Passage for review =>
^^^^^^^^^^^^^^^^

Sue: I agree, research is a really clinical term for the obsessions we get with the subject matter in our stories! I don't feel as though I need to 'be' my characters (as in be a method actor)... but I can imagine what their lives might be like, and the wealth of material available on line means there's no excuse not to create authentic worlds for them, that's for sure. 

Josie, I was in awe of the complexity of the three main characters — Adam, Jamie and Penny. They all have their flaws, but they earn the reader's sustained empathy because you refuse to let them collapse into stereotypes. How you approach character development in your writing? Did you know their back stories before you started writing the book?

Josie: I find with character it comes to me in the writing, so I just dive into scenes that I can see (or actually a more accurate word might be 'feel'). They didn't all come at once. I knew their names, and roughly how they related to one another, but they each developed separately - Jamie arrived first, and I worked on his chapters first, then Penny, and finally Riggs, who took the longest to find a voice and a story. Some of his chapters were the very last to be written! I did find that once I understood how to make him come alive, he was a lot of fun to write. I find character is where I turn to when I find I get stuck with the plot. For example, I wrote a pretend conversation transcript for Penny and an imagined therapist, to unlock how she felt about other people in her life, and how she felt about herself, and although it was never intended for the novel itself, it gave me plenty of gristle to chew on in the text later on. I did want them all to all feel soft and hard, good and bad, thoroughly human, and I'm glad that's how it read to you. They also did plenty of things to surprise me and keep me on my toes. Does that happen to you? That you're writing and a character says or does something and it's like oh, okay, that's where this should go? 

Sue: Yes, I love it when my characters surprise me! One thing I’ve taught myself to do is stop often and ask myself what are the other possibilities, in this moment, for this character? Rather than racing on to a pre-conceived moment in the story, just pausing for a moment and interrogating alternatives not immediately obvious. It’s something I’ve encouraged my creative writing students at the IIML to do too, with great results.

The relationships in your book are so intriguing, and I loved how the story was still offering up surprises at the very end. I don’t want to spoil things for your readers… but by the end I was thinking what a great feminist novel it is. Was that something you were thinking about, when you wrote it?

^^^^^^^^^^^^^^^^

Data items

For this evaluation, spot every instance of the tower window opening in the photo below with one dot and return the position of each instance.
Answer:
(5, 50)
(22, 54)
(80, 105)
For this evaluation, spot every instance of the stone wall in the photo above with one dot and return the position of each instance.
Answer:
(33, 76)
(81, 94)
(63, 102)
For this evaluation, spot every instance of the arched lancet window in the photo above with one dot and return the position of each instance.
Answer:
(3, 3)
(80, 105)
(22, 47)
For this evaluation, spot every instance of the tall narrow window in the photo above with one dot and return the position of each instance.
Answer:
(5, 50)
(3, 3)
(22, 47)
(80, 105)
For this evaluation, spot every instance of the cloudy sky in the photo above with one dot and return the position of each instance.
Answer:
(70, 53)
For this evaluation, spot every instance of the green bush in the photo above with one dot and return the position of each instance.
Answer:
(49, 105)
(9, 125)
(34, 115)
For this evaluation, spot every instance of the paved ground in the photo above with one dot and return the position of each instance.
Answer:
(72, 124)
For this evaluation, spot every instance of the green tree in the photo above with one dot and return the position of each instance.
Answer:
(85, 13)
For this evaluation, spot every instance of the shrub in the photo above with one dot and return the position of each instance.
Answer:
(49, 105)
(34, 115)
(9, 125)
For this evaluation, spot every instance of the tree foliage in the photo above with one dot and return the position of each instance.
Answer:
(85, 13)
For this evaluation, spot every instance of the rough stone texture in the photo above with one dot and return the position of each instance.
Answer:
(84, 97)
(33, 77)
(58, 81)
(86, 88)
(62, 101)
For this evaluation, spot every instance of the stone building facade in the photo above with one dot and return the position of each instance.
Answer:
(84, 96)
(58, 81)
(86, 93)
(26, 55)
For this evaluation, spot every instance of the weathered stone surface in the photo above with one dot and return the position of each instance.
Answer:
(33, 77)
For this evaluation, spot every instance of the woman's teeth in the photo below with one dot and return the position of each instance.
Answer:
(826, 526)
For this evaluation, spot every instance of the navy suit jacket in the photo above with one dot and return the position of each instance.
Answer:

^^^^^^^^^^^^^^^^

Aim of the exercise => Reproduce word for word the portion of the interview above starting at "Sue: I agree, research" and ending at "that's for sure.".

Exercise response =>
Sue: I agree, research is a really clinical term for the obsessions we get with the subject matter in our stories! I don't feel as though I need to 'be' my characters (as in be a method actor)... but I can imagine what their lives might be like, and the wealth of material available on line means there's no excuse not to create authentic worlds for them, that's for sure.